* _Short task_
Convert the items below into a numbered list, one line per number, starting with the line that contains "For the house wall" and running through the final line of the items. Include only those lines and skip any blank ones.

* _Given records_
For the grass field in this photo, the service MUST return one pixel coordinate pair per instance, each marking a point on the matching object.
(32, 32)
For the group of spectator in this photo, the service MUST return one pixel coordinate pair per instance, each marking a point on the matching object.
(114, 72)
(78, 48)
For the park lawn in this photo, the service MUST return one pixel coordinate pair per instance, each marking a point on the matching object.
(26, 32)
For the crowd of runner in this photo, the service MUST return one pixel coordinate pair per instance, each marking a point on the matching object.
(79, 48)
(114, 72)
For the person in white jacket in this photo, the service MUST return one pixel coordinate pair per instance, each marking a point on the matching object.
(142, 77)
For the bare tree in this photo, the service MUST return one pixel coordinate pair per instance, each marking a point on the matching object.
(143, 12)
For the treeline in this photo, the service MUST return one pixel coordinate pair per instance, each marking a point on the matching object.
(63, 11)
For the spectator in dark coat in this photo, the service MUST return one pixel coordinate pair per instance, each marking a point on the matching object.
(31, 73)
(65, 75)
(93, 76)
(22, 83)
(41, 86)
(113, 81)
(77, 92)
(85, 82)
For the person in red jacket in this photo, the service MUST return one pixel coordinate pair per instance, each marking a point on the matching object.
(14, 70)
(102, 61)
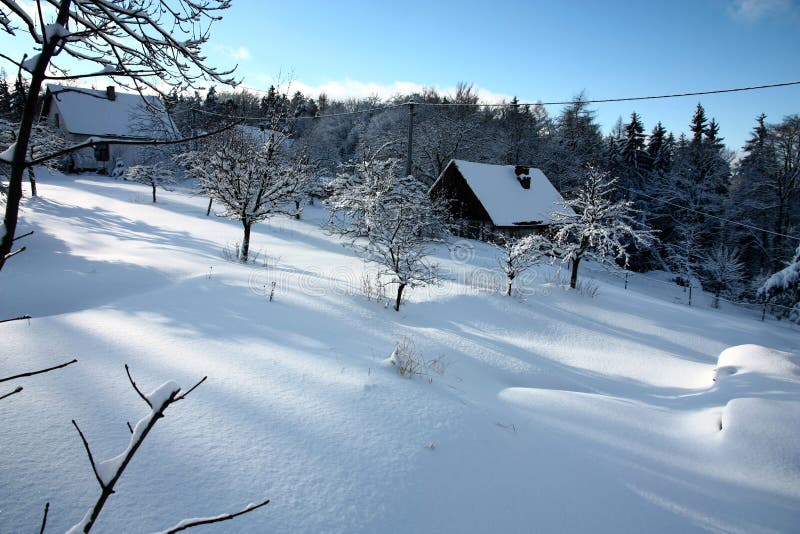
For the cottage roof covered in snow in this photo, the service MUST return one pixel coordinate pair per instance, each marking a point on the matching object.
(109, 113)
(502, 195)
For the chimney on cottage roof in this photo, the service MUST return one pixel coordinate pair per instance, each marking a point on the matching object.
(523, 176)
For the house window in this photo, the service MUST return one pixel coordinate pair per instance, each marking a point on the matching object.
(101, 151)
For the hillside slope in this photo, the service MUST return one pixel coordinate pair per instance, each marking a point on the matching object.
(548, 412)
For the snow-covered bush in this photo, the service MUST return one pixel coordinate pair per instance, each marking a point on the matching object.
(405, 359)
(723, 272)
(785, 284)
(518, 254)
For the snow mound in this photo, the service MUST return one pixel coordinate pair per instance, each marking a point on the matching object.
(755, 359)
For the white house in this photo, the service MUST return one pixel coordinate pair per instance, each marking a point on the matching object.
(81, 113)
(508, 198)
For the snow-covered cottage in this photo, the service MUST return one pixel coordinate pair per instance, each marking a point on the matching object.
(81, 113)
(508, 198)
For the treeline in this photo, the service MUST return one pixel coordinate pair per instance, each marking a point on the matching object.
(722, 221)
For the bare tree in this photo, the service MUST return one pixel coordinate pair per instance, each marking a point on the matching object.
(138, 43)
(723, 271)
(390, 220)
(154, 174)
(247, 172)
(518, 254)
(592, 225)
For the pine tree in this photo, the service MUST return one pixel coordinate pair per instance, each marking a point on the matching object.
(699, 124)
(659, 148)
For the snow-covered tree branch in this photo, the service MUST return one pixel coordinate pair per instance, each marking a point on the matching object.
(518, 254)
(390, 220)
(247, 172)
(108, 472)
(141, 44)
(592, 225)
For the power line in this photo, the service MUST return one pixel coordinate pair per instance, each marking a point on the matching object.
(305, 117)
(624, 99)
(505, 104)
(737, 223)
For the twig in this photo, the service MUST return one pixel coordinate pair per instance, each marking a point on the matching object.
(44, 518)
(20, 318)
(38, 372)
(181, 397)
(10, 254)
(186, 524)
(127, 370)
(19, 388)
(91, 458)
(23, 235)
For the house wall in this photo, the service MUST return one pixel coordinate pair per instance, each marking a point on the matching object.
(473, 220)
(84, 159)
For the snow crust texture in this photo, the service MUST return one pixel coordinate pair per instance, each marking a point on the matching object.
(546, 412)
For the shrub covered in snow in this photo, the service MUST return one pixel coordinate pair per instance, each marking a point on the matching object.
(785, 284)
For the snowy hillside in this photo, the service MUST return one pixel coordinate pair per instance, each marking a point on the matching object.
(549, 412)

* _Exercise result_
1. For the house wall in this photo, the service MUST return one pixel coordinate pair per instance, each marking a point on the matching object.
2. (473, 220)
3. (84, 159)
4. For the snow crust texture in this photo, the service MUST return one pixel coordinate pair per instance, each marking a point on the matching object.
5. (546, 412)
6. For the shrub covered in snow in this photo, the service MUST return one pixel coordinate pair per instance, each marking a point on the matching object.
7. (785, 284)
8. For the snowy hillside in this photo, the service MUST return one pixel coordinate pair per instance, each marking a point on the matching object.
9. (549, 412)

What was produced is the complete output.